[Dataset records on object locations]
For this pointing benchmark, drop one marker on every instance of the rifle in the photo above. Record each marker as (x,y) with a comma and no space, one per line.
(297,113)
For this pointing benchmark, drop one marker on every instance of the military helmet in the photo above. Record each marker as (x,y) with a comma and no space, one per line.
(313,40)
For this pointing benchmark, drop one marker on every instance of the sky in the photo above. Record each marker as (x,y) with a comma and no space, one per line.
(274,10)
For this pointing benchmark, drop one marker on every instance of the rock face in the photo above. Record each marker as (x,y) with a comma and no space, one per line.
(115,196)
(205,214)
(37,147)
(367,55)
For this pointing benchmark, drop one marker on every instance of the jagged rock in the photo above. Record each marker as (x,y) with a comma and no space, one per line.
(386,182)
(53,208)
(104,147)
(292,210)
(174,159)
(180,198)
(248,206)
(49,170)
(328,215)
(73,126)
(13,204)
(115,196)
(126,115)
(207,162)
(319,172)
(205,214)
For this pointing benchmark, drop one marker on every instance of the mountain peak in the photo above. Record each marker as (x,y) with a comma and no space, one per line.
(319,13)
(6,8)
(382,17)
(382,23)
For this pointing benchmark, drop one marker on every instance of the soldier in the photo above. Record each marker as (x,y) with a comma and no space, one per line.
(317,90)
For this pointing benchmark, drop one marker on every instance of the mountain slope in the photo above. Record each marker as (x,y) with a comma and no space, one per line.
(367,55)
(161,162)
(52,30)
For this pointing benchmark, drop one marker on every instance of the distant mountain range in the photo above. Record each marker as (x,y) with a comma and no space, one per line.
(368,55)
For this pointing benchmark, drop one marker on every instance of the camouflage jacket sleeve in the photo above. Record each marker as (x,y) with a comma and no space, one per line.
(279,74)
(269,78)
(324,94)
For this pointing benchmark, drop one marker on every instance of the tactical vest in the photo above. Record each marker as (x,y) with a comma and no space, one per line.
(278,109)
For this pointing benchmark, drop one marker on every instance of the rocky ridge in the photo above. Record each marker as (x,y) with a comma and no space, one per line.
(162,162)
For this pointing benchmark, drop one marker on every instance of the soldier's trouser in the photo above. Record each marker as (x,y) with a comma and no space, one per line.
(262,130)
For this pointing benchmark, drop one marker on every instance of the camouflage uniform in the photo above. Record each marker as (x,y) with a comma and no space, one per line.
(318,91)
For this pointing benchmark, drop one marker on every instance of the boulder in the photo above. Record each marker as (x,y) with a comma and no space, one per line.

> TASK DIRECTIONS: Rewrite all of these lines, swapping "drop one marker" for "place a single point" wherever it occurs and leaving every other word unchanged.

> ANSWER:
For this pointing benchmark, place a single point on every instance of the rifle in the photo above. Record each marker as (x,y) with a comma and no space, one per line.
(297,113)
For this pointing benchmark, place a single point on every instance of the military helmet in the photo above. Record each marker as (x,y) with a comma and no space, one per line.
(313,40)
For this pointing benchmark, place a single point on every instance of the sky in the photo above. Record each marker as (x,y) with a comma and no space, one per line.
(274,10)
For this pointing benchmark, place a single point on every instance of the rock face in the photo above. Record each marker as (x,y) with a comma and no space, one per line.
(115,196)
(205,214)
(37,147)
(367,55)
For this pointing benchmark, place a single point on every instance of the jagged rock in the photo above. Record each marker as (x,y) with a comma and no space, one per line.
(386,182)
(53,208)
(104,147)
(292,210)
(174,159)
(180,198)
(248,206)
(49,170)
(328,215)
(73,126)
(13,204)
(115,196)
(126,115)
(207,162)
(319,172)
(205,214)
For this pointing benchmark, place a single point on every instance of the mountain peak in the photo above. Record each marker as (x,y) with a comma and no space, one per line.
(319,13)
(6,8)
(382,17)
(382,23)
For this pointing benchmark, place a single point on every instance of the soldier in the photo above. Record each marker as (x,y) with a comma and no space, one per line.
(317,90)
For this pointing benchmark, place a single point on every instance of the mountain slope in the photo above. Record each marker as (x,y) with a comma and no space, one per line.
(367,55)
(161,162)
(52,30)
For this pointing benchmark, place a single point on every instance of the distant mountain range in the photo above. Record each marker as (x,y) with a comma and no space, one per line.
(368,55)
For this pointing benchmark, place a single point on every instance of the camouflage jacket sleeve in the photo above. Record each marker as (x,y) with a comma and no space, one per line.
(279,74)
(269,78)
(324,94)
For this pointing benchmark, place a single point on every instance of the tactical vest in the photo above. Record each marker as (x,y) with a comma and no space, one per line.
(278,109)
For this pointing benchmark, place a single point on every instance of the rocky ridge in the photo above. Record each marker as (x,y) with a comma and no space, one per line.
(162,162)
For this pointing benchmark, place a single point on every instance of the soldier's trouser in the photo above. Record each marker as (x,y) with a comma and no space, one per line.
(262,130)
For this pointing benchmark, place a single point on every instance of the camouflage uniform in the photo above. Record each marker as (x,y) with a comma and no space, one per line.
(318,91)
For this pointing benchmark, place a single point on every instance of the boulder in the photo above. Record each marker as (x,y) with a comma and no space, one per line.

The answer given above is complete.